Written task:
List every line of the material below that contains the word "push".

## Begin

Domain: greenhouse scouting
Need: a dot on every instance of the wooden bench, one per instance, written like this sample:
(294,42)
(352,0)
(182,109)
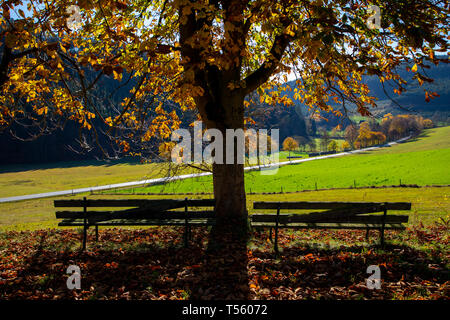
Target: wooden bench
(338,215)
(140,212)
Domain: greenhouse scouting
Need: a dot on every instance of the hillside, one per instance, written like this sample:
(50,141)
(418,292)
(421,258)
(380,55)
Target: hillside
(422,161)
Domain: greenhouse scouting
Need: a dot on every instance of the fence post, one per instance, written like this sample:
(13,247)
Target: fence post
(186,224)
(383,225)
(276,229)
(84,223)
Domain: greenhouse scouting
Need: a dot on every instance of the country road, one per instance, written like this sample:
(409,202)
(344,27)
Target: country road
(181,177)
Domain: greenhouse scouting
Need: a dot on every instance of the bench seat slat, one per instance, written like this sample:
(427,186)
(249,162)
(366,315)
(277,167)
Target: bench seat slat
(394,226)
(139,222)
(153,203)
(293,218)
(133,214)
(302,205)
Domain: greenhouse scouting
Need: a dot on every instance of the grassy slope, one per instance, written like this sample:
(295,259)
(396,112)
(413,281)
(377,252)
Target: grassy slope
(27,179)
(429,204)
(422,161)
(429,158)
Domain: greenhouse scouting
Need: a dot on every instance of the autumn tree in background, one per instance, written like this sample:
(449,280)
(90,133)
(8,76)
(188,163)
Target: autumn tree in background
(290,144)
(324,140)
(312,145)
(346,145)
(351,134)
(333,146)
(207,56)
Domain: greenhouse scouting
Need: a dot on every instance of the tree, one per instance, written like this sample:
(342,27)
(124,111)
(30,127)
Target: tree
(427,124)
(290,144)
(333,146)
(364,134)
(207,56)
(345,145)
(351,134)
(312,145)
(324,140)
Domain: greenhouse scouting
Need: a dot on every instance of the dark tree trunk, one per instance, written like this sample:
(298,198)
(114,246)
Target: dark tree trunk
(229,192)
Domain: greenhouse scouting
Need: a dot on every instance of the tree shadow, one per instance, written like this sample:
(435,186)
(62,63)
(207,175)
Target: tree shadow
(144,265)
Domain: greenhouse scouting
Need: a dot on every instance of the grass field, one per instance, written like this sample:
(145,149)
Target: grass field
(29,179)
(421,161)
(429,204)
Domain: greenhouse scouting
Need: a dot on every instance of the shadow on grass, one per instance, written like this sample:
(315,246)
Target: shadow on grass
(141,266)
(144,264)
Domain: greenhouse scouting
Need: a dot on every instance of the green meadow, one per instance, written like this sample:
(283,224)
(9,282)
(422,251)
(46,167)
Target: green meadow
(421,161)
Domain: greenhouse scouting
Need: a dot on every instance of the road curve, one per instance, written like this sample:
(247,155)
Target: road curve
(181,177)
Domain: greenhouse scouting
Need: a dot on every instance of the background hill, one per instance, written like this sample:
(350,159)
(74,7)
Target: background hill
(292,121)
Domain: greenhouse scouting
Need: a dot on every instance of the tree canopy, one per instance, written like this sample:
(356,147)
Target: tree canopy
(207,56)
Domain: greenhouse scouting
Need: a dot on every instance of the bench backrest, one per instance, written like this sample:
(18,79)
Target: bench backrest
(155,203)
(348,212)
(302,205)
(141,208)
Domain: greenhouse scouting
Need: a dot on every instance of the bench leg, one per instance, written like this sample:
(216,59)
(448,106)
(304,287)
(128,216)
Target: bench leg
(276,242)
(84,237)
(186,237)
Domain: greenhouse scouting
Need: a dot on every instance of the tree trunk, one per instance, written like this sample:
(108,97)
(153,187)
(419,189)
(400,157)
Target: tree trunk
(229,192)
(228,179)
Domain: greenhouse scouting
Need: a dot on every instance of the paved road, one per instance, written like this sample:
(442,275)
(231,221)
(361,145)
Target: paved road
(182,177)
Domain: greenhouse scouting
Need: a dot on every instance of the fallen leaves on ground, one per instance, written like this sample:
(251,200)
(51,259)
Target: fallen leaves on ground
(153,264)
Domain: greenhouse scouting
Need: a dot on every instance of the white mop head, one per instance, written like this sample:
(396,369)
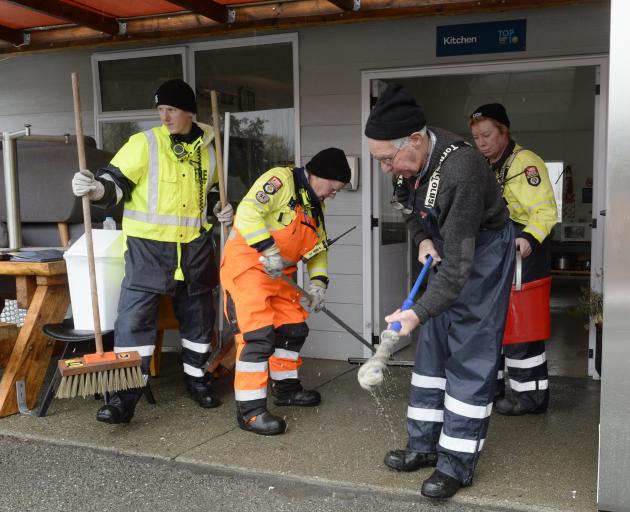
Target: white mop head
(371,372)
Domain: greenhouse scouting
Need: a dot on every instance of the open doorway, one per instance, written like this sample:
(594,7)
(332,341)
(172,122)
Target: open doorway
(555,110)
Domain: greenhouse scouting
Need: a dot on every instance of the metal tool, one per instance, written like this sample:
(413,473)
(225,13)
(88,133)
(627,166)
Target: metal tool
(327,312)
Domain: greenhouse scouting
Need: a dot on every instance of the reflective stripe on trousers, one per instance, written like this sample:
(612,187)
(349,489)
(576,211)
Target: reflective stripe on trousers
(456,364)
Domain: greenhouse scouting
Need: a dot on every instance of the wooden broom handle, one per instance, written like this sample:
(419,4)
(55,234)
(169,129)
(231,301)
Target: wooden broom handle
(217,145)
(87,217)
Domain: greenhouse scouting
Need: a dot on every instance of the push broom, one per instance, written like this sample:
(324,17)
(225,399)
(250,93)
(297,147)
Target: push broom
(370,374)
(100,372)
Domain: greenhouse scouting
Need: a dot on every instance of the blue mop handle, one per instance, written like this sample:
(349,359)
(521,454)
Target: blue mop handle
(408,302)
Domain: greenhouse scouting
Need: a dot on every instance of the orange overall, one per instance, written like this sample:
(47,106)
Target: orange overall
(266,314)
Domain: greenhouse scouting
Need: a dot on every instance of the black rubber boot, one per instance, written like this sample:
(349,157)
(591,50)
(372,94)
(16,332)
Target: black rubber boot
(200,389)
(440,485)
(120,407)
(302,398)
(512,407)
(408,460)
(265,424)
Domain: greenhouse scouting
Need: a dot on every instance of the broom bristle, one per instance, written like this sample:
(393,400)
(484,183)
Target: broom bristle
(89,375)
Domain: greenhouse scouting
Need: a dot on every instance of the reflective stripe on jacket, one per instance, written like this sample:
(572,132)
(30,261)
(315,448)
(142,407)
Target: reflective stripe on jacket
(165,202)
(270,209)
(529,194)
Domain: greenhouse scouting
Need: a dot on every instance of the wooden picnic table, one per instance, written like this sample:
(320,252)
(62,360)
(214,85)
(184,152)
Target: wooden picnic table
(41,289)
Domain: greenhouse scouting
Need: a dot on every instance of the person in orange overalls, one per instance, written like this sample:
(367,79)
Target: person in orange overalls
(278,222)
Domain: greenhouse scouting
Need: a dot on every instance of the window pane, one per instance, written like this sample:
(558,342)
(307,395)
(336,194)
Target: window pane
(255,86)
(115,134)
(246,78)
(130,84)
(258,141)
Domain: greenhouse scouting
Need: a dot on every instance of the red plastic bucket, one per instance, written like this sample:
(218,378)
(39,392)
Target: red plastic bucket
(529,317)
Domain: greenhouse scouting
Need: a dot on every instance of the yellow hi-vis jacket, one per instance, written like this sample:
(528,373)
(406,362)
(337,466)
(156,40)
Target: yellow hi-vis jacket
(270,205)
(529,193)
(169,198)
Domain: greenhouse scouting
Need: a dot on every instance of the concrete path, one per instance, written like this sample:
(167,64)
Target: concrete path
(534,463)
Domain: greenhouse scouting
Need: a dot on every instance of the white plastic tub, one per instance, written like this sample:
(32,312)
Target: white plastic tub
(110,269)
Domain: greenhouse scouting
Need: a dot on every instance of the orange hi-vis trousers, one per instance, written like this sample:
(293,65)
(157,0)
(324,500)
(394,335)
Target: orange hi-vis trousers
(269,320)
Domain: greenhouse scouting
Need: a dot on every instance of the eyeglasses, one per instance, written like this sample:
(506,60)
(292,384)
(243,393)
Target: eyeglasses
(389,161)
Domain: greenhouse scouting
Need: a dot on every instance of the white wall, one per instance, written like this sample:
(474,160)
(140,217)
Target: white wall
(36,89)
(331,62)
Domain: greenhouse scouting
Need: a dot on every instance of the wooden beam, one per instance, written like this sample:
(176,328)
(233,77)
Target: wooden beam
(73,14)
(344,5)
(207,8)
(10,35)
(272,16)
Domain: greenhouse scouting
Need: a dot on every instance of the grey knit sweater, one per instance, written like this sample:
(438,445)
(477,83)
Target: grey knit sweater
(468,202)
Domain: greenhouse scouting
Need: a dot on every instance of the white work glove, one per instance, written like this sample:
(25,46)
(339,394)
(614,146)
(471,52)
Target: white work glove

## End

Finished answer:
Need: a dot on every instance of the push broom, one per instance, written like this sample:
Target: push broom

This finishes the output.